• [Given passage]
It turns out that Gabriel is Madison’s parasitic twin, born along with her to a teenage girl named Serena May, who gives up her children to the researchers at Simion. At first they thought Gabriel was a massive teratoma—a malignant tumor made up of hair, muscle, tissue, and bone—attached to Madison, then named Emily. But the teratoma was, in fact, a deformed, separate child named Gabriel by his biological mother and attached to Emily via the head and spinal cord, and who could draw energy physically off Emily but could also manipulate her mind since they share a brain.

Horror is a metaphorical genre, so the brilliance of this idea is that Gabriel could be symbolic of something else—in this case, mental illness. While there have been cases of twins forming in the womb but only one making it to term (Stephen King used this idea as the basis for his novel The Dark Half),  Gabriel could also be a manifestation of bipolar disorder or dissociative personality disorder… taken to a horrific extreme.

How Did Gabriel Survive Being Cut Out?

• [Problems to solve]
A) Output everything in the passage on Gabriel from "It turns out" down to "share a brain.", copied word for word.
B) Please answer these questions using the passage on Gabriel:
(i) What name did Madison have at first?
(ii) Which Stephen King novel is based on the idea of twins forming in the womb with only one making it to term?
(iii) What is the name of the teenage girl who gave birth to the twins?
Mark your answers (i), (ii) and (iii), one per line.
C) Carry the passage on Gabriel further, writing the section that follows its last heading.

• [Data extract]
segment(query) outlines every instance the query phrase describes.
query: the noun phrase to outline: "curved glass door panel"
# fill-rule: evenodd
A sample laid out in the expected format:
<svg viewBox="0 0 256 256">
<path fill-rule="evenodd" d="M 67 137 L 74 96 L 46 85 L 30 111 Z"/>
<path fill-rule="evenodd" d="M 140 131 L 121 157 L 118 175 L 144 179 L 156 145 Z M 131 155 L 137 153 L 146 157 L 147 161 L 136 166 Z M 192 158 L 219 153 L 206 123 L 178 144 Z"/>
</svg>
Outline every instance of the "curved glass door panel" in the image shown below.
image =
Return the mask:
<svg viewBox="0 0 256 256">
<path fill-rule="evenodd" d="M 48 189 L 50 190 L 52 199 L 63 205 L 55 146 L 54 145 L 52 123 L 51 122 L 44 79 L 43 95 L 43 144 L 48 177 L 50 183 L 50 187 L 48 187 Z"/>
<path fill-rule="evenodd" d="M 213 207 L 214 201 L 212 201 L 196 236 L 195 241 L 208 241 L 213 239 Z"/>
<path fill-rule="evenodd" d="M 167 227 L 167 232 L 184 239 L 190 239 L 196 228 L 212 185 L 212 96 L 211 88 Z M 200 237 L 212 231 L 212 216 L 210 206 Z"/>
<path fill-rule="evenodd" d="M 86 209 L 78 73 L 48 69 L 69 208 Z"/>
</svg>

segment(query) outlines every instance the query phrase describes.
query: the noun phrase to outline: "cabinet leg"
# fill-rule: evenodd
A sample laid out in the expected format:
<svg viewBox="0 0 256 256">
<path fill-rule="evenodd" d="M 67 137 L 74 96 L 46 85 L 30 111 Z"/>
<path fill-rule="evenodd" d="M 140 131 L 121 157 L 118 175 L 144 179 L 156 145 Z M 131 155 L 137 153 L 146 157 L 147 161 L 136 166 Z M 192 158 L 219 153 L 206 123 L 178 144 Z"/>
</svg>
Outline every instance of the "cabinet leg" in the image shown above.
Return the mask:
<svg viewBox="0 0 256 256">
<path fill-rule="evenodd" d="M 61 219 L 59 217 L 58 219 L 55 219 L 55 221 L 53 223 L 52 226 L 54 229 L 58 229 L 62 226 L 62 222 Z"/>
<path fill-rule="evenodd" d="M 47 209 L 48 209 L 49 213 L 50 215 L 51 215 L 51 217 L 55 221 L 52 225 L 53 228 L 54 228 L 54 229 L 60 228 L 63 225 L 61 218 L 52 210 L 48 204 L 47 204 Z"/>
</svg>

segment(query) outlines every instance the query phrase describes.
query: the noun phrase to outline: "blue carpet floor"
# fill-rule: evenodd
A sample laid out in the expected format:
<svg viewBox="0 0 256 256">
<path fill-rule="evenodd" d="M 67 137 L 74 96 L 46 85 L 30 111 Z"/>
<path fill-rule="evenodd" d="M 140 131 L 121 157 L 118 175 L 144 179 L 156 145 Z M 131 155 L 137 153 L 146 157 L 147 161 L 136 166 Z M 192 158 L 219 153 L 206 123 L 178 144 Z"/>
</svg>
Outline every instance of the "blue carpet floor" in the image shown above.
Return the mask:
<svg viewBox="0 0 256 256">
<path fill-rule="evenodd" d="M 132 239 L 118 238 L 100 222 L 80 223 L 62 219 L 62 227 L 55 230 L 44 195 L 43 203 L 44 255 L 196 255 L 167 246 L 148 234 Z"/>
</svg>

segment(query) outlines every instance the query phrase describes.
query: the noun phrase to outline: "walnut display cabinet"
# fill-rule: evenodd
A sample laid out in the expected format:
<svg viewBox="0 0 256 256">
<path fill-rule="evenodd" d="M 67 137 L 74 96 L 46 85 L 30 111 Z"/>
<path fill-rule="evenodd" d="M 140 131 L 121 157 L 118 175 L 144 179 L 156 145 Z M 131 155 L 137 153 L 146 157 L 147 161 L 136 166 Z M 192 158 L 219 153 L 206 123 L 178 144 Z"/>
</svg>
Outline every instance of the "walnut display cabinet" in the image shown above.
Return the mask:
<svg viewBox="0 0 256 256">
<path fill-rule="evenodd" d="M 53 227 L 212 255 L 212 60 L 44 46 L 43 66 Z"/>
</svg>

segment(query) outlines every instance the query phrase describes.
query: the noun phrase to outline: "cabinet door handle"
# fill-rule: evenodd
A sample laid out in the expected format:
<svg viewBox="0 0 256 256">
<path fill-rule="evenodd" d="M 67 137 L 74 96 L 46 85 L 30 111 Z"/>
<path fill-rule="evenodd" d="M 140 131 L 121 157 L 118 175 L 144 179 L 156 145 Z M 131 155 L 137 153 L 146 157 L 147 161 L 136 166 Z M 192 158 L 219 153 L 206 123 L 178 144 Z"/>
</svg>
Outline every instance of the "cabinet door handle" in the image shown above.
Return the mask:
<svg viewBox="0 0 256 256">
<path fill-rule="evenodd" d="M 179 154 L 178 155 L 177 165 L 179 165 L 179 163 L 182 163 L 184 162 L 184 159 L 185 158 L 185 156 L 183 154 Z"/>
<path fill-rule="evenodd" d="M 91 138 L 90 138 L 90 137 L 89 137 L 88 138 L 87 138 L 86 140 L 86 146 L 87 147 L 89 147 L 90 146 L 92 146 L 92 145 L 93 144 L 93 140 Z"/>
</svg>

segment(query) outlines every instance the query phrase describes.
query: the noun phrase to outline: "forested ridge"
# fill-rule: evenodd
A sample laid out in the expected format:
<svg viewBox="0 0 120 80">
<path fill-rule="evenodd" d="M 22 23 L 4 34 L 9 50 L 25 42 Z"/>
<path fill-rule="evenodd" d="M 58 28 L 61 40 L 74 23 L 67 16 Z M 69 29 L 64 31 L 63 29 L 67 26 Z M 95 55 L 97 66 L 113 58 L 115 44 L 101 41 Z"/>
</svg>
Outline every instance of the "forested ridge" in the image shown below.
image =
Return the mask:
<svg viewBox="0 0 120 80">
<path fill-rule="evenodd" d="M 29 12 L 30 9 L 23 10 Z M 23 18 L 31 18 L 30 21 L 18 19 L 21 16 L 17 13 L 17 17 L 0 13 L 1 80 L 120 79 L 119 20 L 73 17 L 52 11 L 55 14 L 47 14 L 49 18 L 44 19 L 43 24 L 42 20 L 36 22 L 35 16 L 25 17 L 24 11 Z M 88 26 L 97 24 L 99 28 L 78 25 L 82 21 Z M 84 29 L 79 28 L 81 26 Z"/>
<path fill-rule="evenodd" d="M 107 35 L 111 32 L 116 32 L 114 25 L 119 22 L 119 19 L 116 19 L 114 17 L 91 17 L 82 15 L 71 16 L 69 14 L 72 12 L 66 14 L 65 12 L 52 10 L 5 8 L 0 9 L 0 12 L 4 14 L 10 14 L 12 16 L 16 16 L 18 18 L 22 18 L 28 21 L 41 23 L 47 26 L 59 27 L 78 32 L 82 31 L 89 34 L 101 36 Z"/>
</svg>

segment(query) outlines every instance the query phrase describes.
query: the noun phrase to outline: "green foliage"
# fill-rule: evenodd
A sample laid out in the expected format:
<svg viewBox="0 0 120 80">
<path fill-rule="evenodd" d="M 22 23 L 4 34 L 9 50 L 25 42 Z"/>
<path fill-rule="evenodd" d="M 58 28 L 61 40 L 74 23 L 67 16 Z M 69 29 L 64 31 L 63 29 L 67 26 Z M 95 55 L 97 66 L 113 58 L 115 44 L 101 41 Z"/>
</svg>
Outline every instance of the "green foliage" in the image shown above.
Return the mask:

• [Responses by task]
A)
It turns out that Gabriel is Madison’s parasitic twin, born along with her to a teenage girl named Serena May, who gives up her children to the researchers at Simion. At first they thought Gabriel was a massive teratoma—a malignant tumor made up of hair, muscle, tissue, and bone—attached to Madison, then named Emily. But the teratoma was, in fact, a deformed, separate child named Gabriel by his biological mother and attached to Emily via the head and spinal cord, and who could draw energy physically off Emily but could also manipulate her mind since they share a brain.

B)
(i) Emily
(ii) The Dark Half
(iii) Serena May

C)
In an act of desperation, the doctors removed as much as they physically could of Gabriel from Emily’s body and left the rest inside her skull, while “suppressing” Emily’s monstrous sibling with powerful drugs. A seemingly recovered Emily, her own memories repressed, was then taken in by her adopted family. But since Gabriel’s consciousness could not be removed completely from Emily—now renamed Madison—and part of his physical body was still inside her, he was therefore “alive” and could speak to Madison in her head. Her “imaginary friend” living rent free in her mind.

As Madison grew into adulthood and got married, she became pregnant several times—and each time Gabriel fed off the life force of the babies inside her, terminating the pregnancies while building back his own strength. It takes a beating by her abusive spouse, which includes a vicious blow to the head, to cause Gabriel to fully wake up. Emerging from within Madison (his skull-like face pokes out of the back of her head, escaping from the gash left by Madison’s husband), he literally uses her body, which he can strengthen and contort. His first act is to kill her husband, but afterward it becomes about revenge for Gabriel as he goes after the medical team that tried to destroy him. He manipulates Madison’s mind so that she sees the murders as “visions” and doesn’t realize she is committing them herself.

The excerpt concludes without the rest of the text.